Spatial Analysis with Claude, Part 2

Following up on my previous post, I built a new Claude skill to take advantage of the increasing wealth of data online in cloud-native formats like GeoParquet. Given that DuckDB can read from such sources in place, I built the skill to use it to perform spatial analysis tasks on specified data sets. Here is an example using data in the HIFLD archive on Source Cooperative.

I keep coming back to this not for myself but for the many business users I work with who have ad hoc queries of spatial data they need to run. I usually hear from them after they have tried their luck with the business intelligence tools at their disposal. What I have learned is that these users prefer to use something familiar before reaching out and I am interested in the possibility that natural language can meet their needs.

First, here is the text (prompt) of the skill:

Perform spatial and tabular analysis between GeoParquet files using DuckDB. Use this skill whenever the user wants to analyze, query, join, compare, or extract insights from GeoParquet files — whether local or remote (e.g. from Source Cooperative, S3, HTTPS). Triggers on requests like “analyze this GeoParquet”, “spatial join between these two files”, “find all points within X km of”, “aggregate by polygon”, “which features intersect”, “count buildings per city”, “clip to this boundary”, “what’s the distribution of X in this dataset”, or any combination of geospatial and tabular analysis. Also triggers when the user provides a dataset URL (Source Cooperative, s3://, https://) and asks any analytical question. The skill selects the most appropriate DuckDB spatial operation based on the user’s query and datasets.

That’s it. It needs some tuning, and I’ll get into that in a bit. Here is my analysis prompt (I added the whitespace here for readability):

Using FEMA regions at https://data.source.coop/seerai/hifld/federal-emergency-management-agency-fema-regions/fema-regions/fema-regions.parquet/part-00000-tid-6231656750123480774-4a022913-4114-413b-8f79-7c0815d352ac-707-1-c000.zstd.parquet

and national forests at https://data.source.coop/seerai/hifld/national-forests/national-forest/national-forest.parquet/part-00000-tid-8467906346343896170-77b5a719-d92f-4a9d-b894-9b282b6f53ea-544-1-c000.zstd.parquet,

calculate total area of national forests, in square kilometers, by FEMA region.

* [Provided data]
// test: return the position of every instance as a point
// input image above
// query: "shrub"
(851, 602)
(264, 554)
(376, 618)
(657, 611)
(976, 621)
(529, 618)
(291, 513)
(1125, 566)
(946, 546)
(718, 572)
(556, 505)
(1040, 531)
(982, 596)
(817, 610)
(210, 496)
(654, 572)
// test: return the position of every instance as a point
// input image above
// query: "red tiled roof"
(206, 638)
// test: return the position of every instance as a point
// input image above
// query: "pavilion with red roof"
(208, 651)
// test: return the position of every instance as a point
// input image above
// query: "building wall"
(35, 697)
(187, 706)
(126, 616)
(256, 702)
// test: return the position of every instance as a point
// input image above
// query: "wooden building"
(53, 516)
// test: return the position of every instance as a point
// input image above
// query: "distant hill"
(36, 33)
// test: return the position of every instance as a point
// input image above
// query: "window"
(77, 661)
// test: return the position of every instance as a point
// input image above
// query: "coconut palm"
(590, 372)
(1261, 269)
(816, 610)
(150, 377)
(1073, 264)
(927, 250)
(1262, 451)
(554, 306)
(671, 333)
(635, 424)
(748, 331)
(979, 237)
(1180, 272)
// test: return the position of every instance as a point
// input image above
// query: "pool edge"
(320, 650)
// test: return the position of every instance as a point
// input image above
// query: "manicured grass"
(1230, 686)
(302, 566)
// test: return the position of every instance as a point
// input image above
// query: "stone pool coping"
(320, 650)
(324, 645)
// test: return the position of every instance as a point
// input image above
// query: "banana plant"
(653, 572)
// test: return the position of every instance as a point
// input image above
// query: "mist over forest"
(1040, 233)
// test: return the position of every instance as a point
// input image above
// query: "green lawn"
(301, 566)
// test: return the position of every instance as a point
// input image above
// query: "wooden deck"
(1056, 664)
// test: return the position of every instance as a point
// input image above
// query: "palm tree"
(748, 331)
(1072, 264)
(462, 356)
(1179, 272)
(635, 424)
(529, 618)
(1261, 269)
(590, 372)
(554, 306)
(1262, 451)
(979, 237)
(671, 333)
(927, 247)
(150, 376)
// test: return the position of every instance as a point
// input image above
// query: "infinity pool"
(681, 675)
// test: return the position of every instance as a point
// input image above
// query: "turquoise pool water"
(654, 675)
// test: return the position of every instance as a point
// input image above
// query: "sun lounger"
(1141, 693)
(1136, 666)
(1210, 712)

* [Questions to answer]
A. In the post on spatial analysis with Claude, what does the author's analysis prompt ask to be calculated?
B. Translate this sentence from the post on spatial analysis with Claude into Spanish: "I usually hear from them after they have tried their luck with the business intelligence tools at their disposal."

* [Answers for each item]
A. The total area of national forests, in square kilometers, by FEMA region.

B. Por lo general, me contactan después de haber probado suerte con las herramientas de inteligencia empresarial que tienen a su disposición.